Tasks for this exercise =
1. Summarize the crab thesis page in two sentences.
2. Please answer these questions from the crab thesis page:
(a) Who was the advisor?
(b) How many mtDNA haplotypes were found, and in how many samples?
(c) What was the average pairwise Fst across all populations?
3. List every keyword given on the crab thesis page.

Provided text =
Publication Date

Fall 2012

Degree Type

Thesis

Degree Name

Master of Science (MS)

Department

Biological Sciences

Advisor

Leslee Parr

Keywords

Dungeness crab, larval dispersal, microsatellites, mitochondrial DNA

Subject Areas

Biology

Abstract

Genetic variation was assessed using mitochondrial DNA and microsatellite markers from Dungeness crab between Iceberg Bay, British Columbia and San Luis Obispo, California. We found little pattern in overall genetic variation between sites in both marker types, and no significant Isolation by Distance model was fit. Site-specific variation in mitochondrial DNA haplotype frequencies suggested the existence of three subpopulations associated with the Alaska Current, the Puget Sound, and the California Current, but microsatellite DNA evidence did not support it. The ratio between sampling size for microsatellite markers and fragment size polymorphisms was low, limiting the resolving power of microsatellite DNA for neutral variation. Average pairwise Fst values for Iceberg Bay, British Columbia against all other populations was 0.156, as compared to the average pairwise Fst of 0.028 across all populations. In the southern region of the Puget Sound, Nisqually, Washington had a lower pairwise Fst of 0.044 but contained a large number of site-specific, unique mtDNA haplotypes. Additionally, we found 41 mtDNA haplotypes in 445 samples taken, with 23 of those haplotypes as "singletons," suggesting that Dungeness crab went through a recent, post-bottleneck population expansion, likely associated with the most recent glacial relaxation.

Recorded data =

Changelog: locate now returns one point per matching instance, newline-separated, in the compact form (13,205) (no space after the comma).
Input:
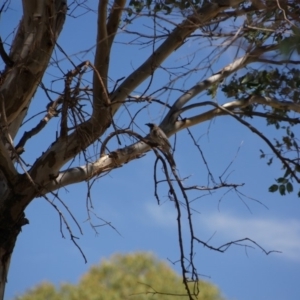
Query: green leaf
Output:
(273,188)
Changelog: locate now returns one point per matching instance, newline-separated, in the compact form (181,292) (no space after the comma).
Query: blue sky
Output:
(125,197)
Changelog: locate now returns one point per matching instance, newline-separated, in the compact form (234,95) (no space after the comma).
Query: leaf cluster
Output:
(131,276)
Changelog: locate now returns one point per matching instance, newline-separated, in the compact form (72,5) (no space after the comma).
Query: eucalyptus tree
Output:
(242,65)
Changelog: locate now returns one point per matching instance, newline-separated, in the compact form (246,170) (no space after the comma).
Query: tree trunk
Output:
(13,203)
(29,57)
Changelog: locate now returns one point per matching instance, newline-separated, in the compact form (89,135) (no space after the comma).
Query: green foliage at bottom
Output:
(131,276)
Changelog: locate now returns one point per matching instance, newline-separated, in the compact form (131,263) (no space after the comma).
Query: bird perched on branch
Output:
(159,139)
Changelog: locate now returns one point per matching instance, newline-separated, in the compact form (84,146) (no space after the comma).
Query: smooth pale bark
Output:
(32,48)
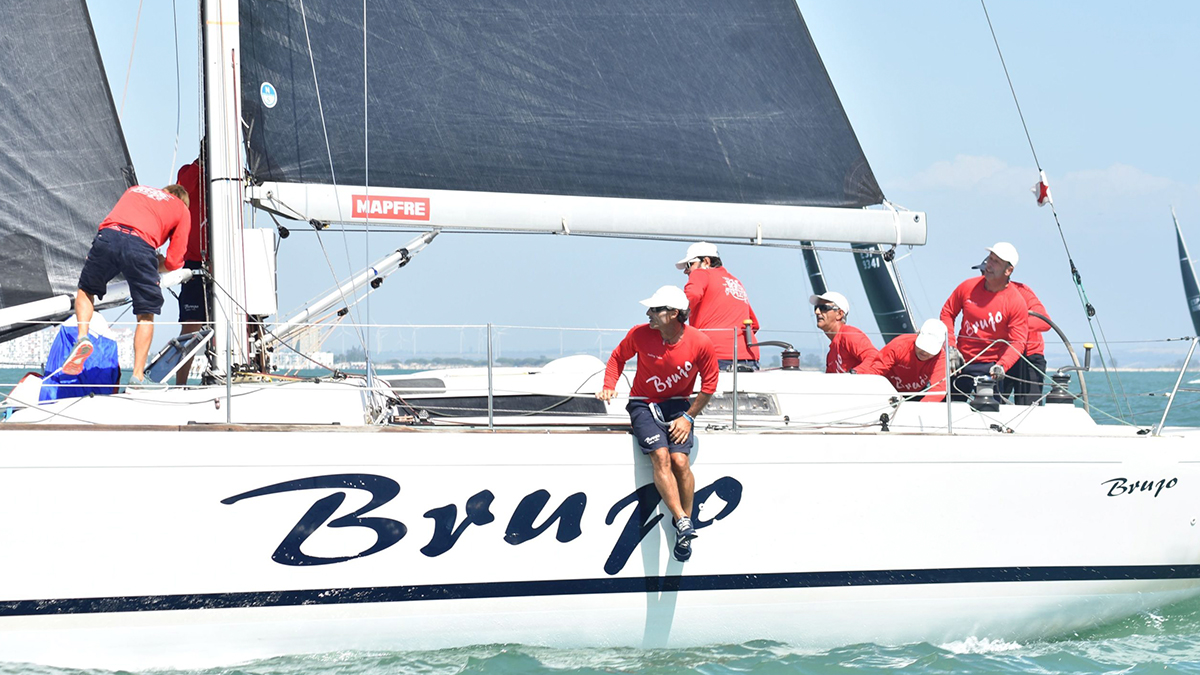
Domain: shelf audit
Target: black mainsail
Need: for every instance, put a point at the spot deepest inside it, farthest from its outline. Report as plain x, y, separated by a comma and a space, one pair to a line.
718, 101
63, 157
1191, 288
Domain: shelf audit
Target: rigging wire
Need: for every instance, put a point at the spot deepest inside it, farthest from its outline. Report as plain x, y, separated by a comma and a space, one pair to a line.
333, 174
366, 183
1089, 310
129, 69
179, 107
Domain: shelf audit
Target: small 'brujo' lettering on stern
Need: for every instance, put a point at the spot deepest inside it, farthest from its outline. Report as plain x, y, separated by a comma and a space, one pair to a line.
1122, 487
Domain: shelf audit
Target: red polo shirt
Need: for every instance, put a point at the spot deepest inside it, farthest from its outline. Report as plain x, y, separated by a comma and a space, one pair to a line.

Responses by item number =
1. A Fall 2012 Master of Science thesis in Biological Sciences assessed genetic variation in Dungeness crab between Iceberg Bay, British Columbia and San Luis Obispo, California, using mitochondrial DNA and microsatellite markers. Mitochondrial haplotype frequencies suggested three subpopulations that microsatellite evidence did not support, and 41 haplotypes in 445 samples, 23 of them singletons, suggested a recent post-bottleneck population expansion.

2.
(a) Leslee Parr
(b) 41 mtDNA haplotypes in 445 samples
(c) 0.028

3.
Dungeness crab
larval dispersal
microsatellites
mitochondrial DNA